*Task brief:* Only the text belongs in the copy: repeat each record exactly, without pictures.

*Provided records:*
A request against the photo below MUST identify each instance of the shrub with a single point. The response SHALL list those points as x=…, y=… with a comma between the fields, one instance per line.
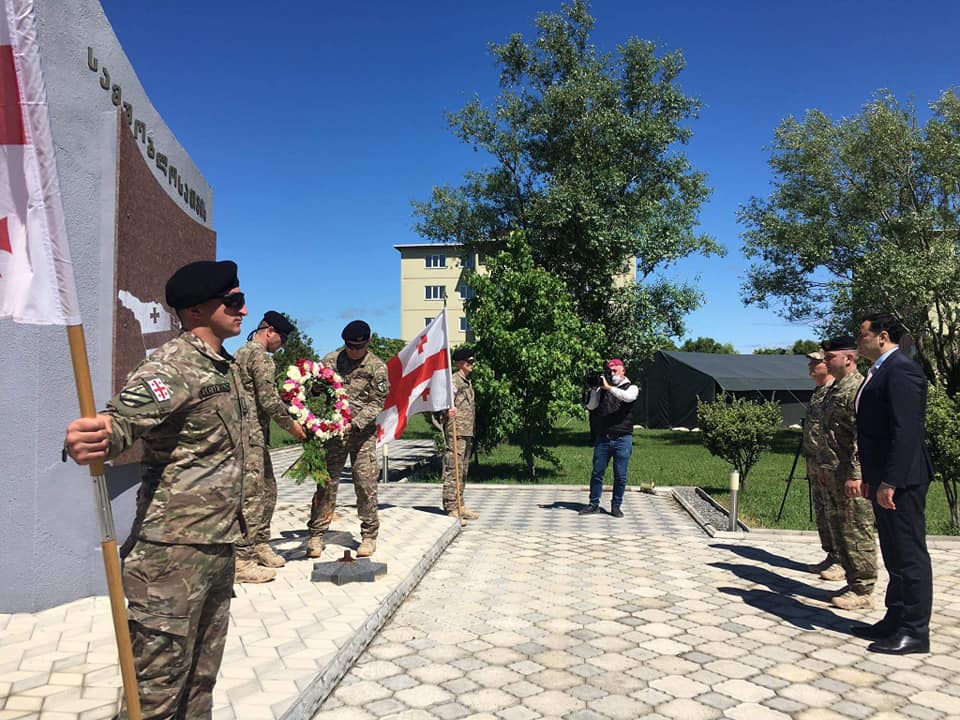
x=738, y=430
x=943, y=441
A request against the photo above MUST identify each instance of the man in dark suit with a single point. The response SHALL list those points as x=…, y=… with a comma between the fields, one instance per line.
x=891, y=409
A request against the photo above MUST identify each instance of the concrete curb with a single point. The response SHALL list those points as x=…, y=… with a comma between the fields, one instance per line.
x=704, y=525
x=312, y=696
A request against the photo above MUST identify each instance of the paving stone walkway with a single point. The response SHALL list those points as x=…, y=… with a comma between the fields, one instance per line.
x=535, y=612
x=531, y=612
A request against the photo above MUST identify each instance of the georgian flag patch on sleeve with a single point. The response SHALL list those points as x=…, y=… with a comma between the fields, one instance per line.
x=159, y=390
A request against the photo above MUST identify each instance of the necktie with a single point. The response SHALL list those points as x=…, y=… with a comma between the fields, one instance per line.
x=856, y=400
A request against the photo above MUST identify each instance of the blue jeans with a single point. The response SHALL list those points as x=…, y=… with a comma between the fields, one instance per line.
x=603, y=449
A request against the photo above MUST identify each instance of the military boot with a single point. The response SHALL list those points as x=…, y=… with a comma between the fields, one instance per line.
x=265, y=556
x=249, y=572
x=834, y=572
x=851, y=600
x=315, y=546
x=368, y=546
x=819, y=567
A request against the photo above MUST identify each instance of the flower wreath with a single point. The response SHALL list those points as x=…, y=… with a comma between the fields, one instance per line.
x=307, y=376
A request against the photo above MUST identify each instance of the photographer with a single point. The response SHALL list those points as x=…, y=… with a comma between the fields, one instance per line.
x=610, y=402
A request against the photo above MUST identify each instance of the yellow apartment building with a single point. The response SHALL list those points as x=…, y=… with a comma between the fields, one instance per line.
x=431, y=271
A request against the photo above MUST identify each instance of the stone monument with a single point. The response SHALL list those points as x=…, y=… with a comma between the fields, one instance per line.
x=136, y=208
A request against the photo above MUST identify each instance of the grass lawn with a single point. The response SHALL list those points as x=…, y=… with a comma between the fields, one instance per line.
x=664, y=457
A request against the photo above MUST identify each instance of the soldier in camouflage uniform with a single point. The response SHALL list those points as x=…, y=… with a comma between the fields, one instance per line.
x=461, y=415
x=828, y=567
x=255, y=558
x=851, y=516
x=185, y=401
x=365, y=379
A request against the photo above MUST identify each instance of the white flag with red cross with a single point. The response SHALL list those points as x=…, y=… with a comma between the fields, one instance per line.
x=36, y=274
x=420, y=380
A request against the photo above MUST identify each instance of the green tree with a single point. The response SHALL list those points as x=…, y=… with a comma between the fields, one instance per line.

*Task result:*
A request against the photo below MUST identify each instance of the shrub with a single point. The response SHALL list those points as x=…, y=… with a comma between the fields, one instance per line.
x=738, y=430
x=943, y=441
A request against the photo above MUST identify each instance of the man in dark suit with a single point. The response SHALL list those points as x=…, y=… with a comma between the fields, one instance per line.
x=891, y=409
A request against the photo above MUST identify each instance of the concrete curb with a single point. The response SHALL list those points as x=…, y=… with a comma between the fields, one instance per line.
x=704, y=525
x=312, y=696
A request against the photo above MUST identify each instance of the paving stone walkway with a single point. The response SHALL list those points as x=…, y=… with a comma between the fields, one instance per line.
x=535, y=612
x=531, y=612
A request against the photo above MUST identify each instance of the georgian flag patch on sleeve with a single point. The response SHALL list those points as x=…, y=… with a comma between the fields, one instance per line.
x=159, y=390
A request against the photo above MUST identify each instance of the necktie with a single point. The response SHALL list those points as x=…, y=… with a comma between the fields, one instance per line.
x=856, y=400
A request against the photo above MUST identify each instance of the blue jeans with a single point. The response SHALL list those points as x=…, y=… with a comma between the fields, one instance per line.
x=603, y=449
A request against the photo above MUST identify each instance of the military boot with a single point. The response SHALL list those points as x=…, y=… with a comma between the fields, one instance per line.
x=265, y=556
x=249, y=572
x=834, y=572
x=851, y=600
x=315, y=546
x=368, y=546
x=819, y=567
A request against the photo above MUST identify each instance of the flower wreath with a single point. The response SHALL list those points as x=…, y=… with a comma between the fields, one instance per line.
x=307, y=376
A request against the photo above MUST identify each instance of the photographer with a single point. The response SHALL list those points as x=…, y=… with a comma between the fields, one instance per line.
x=610, y=402
A request against the photo above MUST identify each instance of the yellow apartment building with a single point. The response SHALL list those points as x=…, y=… with a comma between the fields, one instance per line.
x=431, y=271
A request against the photo above MUST identify each instance of the stone monument with a single point. The response SHALL list those points as x=…, y=… with a comma between the fields, one instance per line.
x=136, y=208
A request against the photo above MUST identify each instance of the grass lawn with a single point. The response SHALL list those points as x=…, y=… with a comma between the fields, one instance per line.
x=664, y=457
A request against the photo above MUST identify each instance of the soldier in camouflage uniform with a single point. The response SHALL list those points as x=…, y=… with a comma between the fields, one instance per line.
x=461, y=415
x=828, y=567
x=255, y=558
x=851, y=516
x=185, y=401
x=365, y=379
A request against the photo above MUST identify each instance of the white flag with red cross with a single point. The response SHALL list those points as x=…, y=… with a comma between the fields, one instance per line.
x=36, y=274
x=420, y=380
A request against the photo above MUST identify each instance of the green tree with a single point. The response SHALL list those points as x=…, y=… with a comma between the fields, one instance per line.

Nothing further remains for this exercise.